▸ Records:
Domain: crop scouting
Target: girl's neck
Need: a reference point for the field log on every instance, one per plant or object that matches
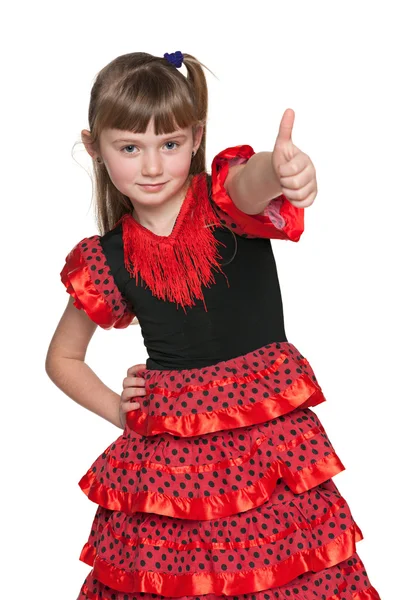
(161, 219)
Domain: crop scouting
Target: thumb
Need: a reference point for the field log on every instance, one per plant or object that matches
(136, 369)
(286, 127)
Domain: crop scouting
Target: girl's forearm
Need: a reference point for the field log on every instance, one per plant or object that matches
(77, 380)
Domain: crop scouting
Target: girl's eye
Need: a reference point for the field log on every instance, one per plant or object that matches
(175, 143)
(130, 146)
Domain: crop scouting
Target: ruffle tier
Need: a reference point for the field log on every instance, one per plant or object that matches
(221, 486)
(347, 580)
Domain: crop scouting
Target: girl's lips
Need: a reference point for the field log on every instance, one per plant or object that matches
(152, 188)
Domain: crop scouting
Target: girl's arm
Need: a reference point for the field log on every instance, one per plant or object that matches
(66, 367)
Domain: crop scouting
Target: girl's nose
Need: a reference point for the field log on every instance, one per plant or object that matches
(152, 164)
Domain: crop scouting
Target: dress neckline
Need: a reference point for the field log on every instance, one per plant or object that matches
(183, 211)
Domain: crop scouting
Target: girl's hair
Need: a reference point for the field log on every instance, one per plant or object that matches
(126, 94)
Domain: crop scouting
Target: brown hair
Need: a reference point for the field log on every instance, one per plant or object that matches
(126, 94)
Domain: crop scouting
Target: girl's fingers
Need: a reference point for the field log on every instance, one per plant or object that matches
(298, 181)
(135, 369)
(129, 393)
(127, 406)
(133, 382)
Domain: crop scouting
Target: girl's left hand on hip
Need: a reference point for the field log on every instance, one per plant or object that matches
(293, 168)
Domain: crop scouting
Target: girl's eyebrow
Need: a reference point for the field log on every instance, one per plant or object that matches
(165, 137)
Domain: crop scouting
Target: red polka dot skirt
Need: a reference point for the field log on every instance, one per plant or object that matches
(220, 486)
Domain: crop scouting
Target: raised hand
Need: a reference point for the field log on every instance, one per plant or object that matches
(293, 168)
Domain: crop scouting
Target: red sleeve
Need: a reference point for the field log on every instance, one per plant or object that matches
(280, 219)
(87, 277)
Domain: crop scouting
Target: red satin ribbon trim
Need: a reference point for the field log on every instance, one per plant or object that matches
(302, 392)
(76, 278)
(257, 225)
(223, 583)
(222, 464)
(368, 594)
(211, 507)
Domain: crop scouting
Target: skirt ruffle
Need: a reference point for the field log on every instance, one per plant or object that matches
(220, 485)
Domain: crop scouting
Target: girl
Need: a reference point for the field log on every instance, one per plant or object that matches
(220, 484)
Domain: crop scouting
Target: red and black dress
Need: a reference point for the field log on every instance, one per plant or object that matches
(220, 484)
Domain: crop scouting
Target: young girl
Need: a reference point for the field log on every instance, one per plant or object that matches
(220, 484)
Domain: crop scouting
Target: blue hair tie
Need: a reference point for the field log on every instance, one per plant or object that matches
(176, 58)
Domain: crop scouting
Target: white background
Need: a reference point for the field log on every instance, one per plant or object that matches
(336, 65)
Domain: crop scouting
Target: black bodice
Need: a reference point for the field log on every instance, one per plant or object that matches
(240, 318)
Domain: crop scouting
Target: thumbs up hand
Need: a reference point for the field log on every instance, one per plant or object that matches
(293, 168)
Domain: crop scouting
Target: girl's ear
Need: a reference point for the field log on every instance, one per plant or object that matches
(198, 134)
(87, 142)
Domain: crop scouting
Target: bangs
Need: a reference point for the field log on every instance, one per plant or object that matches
(146, 94)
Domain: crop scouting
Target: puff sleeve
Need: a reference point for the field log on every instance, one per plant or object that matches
(88, 279)
(280, 219)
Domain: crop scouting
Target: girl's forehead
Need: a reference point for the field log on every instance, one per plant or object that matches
(112, 134)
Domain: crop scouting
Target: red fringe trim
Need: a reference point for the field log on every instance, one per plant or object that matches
(211, 507)
(302, 392)
(182, 262)
(223, 583)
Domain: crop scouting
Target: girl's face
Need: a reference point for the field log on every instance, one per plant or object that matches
(150, 169)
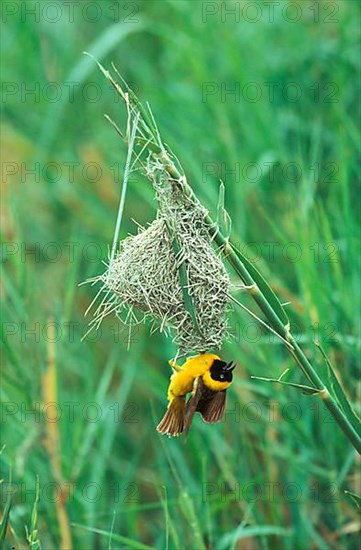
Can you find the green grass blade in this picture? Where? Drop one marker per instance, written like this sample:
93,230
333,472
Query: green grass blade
340,395
264,288
130,543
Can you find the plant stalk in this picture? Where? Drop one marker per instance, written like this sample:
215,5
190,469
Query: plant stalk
267,309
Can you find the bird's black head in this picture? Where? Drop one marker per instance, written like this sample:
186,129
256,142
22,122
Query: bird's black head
222,371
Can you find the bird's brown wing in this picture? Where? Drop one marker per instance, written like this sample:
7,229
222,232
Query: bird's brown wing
212,409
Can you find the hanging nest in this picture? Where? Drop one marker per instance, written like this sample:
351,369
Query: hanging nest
170,272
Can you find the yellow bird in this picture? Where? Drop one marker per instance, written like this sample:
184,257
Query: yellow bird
208,378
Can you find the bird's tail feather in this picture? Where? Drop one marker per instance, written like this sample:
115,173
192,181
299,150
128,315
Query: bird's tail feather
172,423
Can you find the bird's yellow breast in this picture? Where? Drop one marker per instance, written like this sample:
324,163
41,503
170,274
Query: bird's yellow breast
181,382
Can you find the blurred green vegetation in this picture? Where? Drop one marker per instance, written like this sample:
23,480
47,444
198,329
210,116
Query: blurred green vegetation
273,475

▸ Stated problem:
Repeat the entries exactly. Pictures are excluded from the copy.

▸ Result of the task:
Domain: crop scouting
Target: girl's neck
Need: a reference point for the field log on every instance, one per plant or object that matches
(161, 219)
Domain: crop scouting
Target: thumb
Need: a reference point for the field log on every instance, one per plant or object that matches
(136, 369)
(286, 127)
Domain: crop scouting
Target: girl's forearm
Need: a reference point for the field log on every instance, one per plant or object that matches
(77, 380)
Domain: crop scouting
Target: girl's eye
Need: a reference point for the field log on every instance, one per plant or object that matches
(175, 143)
(130, 146)
Domain: crop scouting
Target: ruffle tier
Need: a reference point for the field log on every instance, one per plant or object that matches
(221, 486)
(347, 580)
Domain: crop scouting
Target: girl's lips
Need: a reference point for the field log on every instance, one per plant or object that matches
(152, 188)
Domain: crop scouting
Target: girl's arm
Need: a reference point for the field log on every instance, one per plant or object that matches
(66, 367)
Domain: crop scouting
Target: girl's nose
Need: a reference point for the field log on every instance, one per plant or object that matches
(152, 164)
Domain: crop scouting
Target: dress neckline
Need: a reference point for the field log on every instance, one per plant or object that matches
(183, 211)
Domain: crop scouting
Target: girl's hair
Need: a reference point for the field log on every instance, one per plant or object that matches
(126, 94)
Domain: crop scouting
Target: brown hair
Need: a reference point for the field log on every instance, one per plant or object that matches
(126, 94)
Domain: crop scouting
Target: girl's fingers
Need: a reference point for the field log on every instance, one per plant or object that matches
(298, 181)
(135, 369)
(129, 393)
(127, 406)
(133, 382)
Domain: crop scouting
Target: girl's left hand on hip
Need: a reference point for the field log on every instance, one per plant or object that matches
(293, 168)
Domain: crop scouting
Target: girl's eyebrow
Need: a reference point for the field log on every instance, one per plant or object that matches
(165, 137)
Domain: crop scouting
Target: red polka dot skirt
Need: a reference point for the field log on every instance, one per plant or object that matches
(220, 486)
Domain: crop scouting
Target: raised hand
Need: a reference point for the field log on every instance, one per plant or object that matches
(293, 168)
Domain: crop scouting
Target: red sleeve
Need: a reference point for the field log on every instance, one per plant or object that matches
(280, 219)
(87, 277)
Domain: crop scouting
Target: red satin ribbon trim
Need: a reference point for the field log on every instance, one per plant or object that matches
(302, 392)
(76, 278)
(257, 225)
(223, 583)
(222, 464)
(368, 594)
(211, 507)
Domain: crop scouting
Target: skirt ruffle
Need: a reference point for the field log on every instance, one per plant or object that matches
(220, 485)
Domain: crop scouting
Target: girl
Need: a reference point for the field log on every instance, one per plant or object that matches
(220, 484)
Domain: crop scouting
Target: red and black dress
Need: a reference point for the field log on every instance, one per plant or object that matches
(220, 484)
Domain: crop scouting
Target: young girl
Need: a reference point for the field log on every instance, one per plant or object that matches
(220, 484)
Domain: crop scouting
Target: blue hair tie
Need: a reference point for the field log on every instance, one per plant or object that matches
(176, 58)
Domain: crop scouting
Target: white background
Need: a reference point for the field log on every instance, one per plant or object that matches
(336, 65)
Domain: crop scouting
Target: black bodice
Need: a reference point for the field log on every instance, one per plant or object that matches
(240, 318)
Domain: crop scouting
Target: thumbs up hand
Need: a reference point for the field log on every instance, one per plant or object that matches
(293, 168)
Domain: crop scouting
Target: girl's ear
Need: a reference point for the field log on every instance, one per plant or object that matches
(198, 134)
(87, 142)
Domain: crop scouting
Target: bangs
Need: a reference point for the field log on every instance, one per plant or object that matches
(146, 94)
Domain: crop scouting
Target: puff sleeve
Need: a reference point for the field log on every instance, one per plant or object that matches
(88, 279)
(280, 219)
Domain: crop scouting
Target: girl's forehead
Need: a reference point for the field log on every instance, one per plant or object that matches
(112, 134)
Domain: crop scouting
Target: red fringe trim
Need: a reference point for the field log on every instance, one per plant or object that matches
(211, 507)
(302, 392)
(182, 262)
(223, 583)
Domain: crop scouting
Target: girl's face
Need: a reference point for the field log on every instance, one per plant or object that matches
(150, 169)
Can you find the green grass blade in this picture? Where? Drop one marker per instance, written like this sample:
93,230
333,472
Query: green grass blade
340,395
264,288
130,543
Can you find the plant stalk in this picture? Where? Drop one marker per instance, written like this sample:
215,5
190,469
Query: plant stalk
267,309
Can you find the bird's black head in this picture? Where? Drop one marker per instance, written like this sample:
186,129
256,142
22,122
Query: bird's black head
222,371
Can you find the bird's brown wing in this picture? Where? Drop one marker per instance, written like this sample:
7,229
222,232
Query: bird's brown wing
212,409
Can you find the hanging nest in this picture? Where? Drop one marker per instance, written like this sample:
351,369
Query: hanging nest
170,272
Can you find the yellow bird in this picture? Where? Drop one marker per instance, written like this sample:
184,257
Query: yellow bird
208,378
Can you find the bird's tail feather in this picture? Where? Drop one marker per instance, written like this sample:
115,173
192,181
299,150
128,315
Query: bird's tail feather
172,423
Can you find the bird's yellow breast in this picture? Where? Drop one marker per instance, written like this sample:
324,163
41,503
170,274
Query: bird's yellow breast
181,382
Can you find the blurred green vegetation in this picture? Where? Drop one marker per instance, written like this sample:
23,480
47,444
198,329
210,116
Query: blurred green vegetation
273,475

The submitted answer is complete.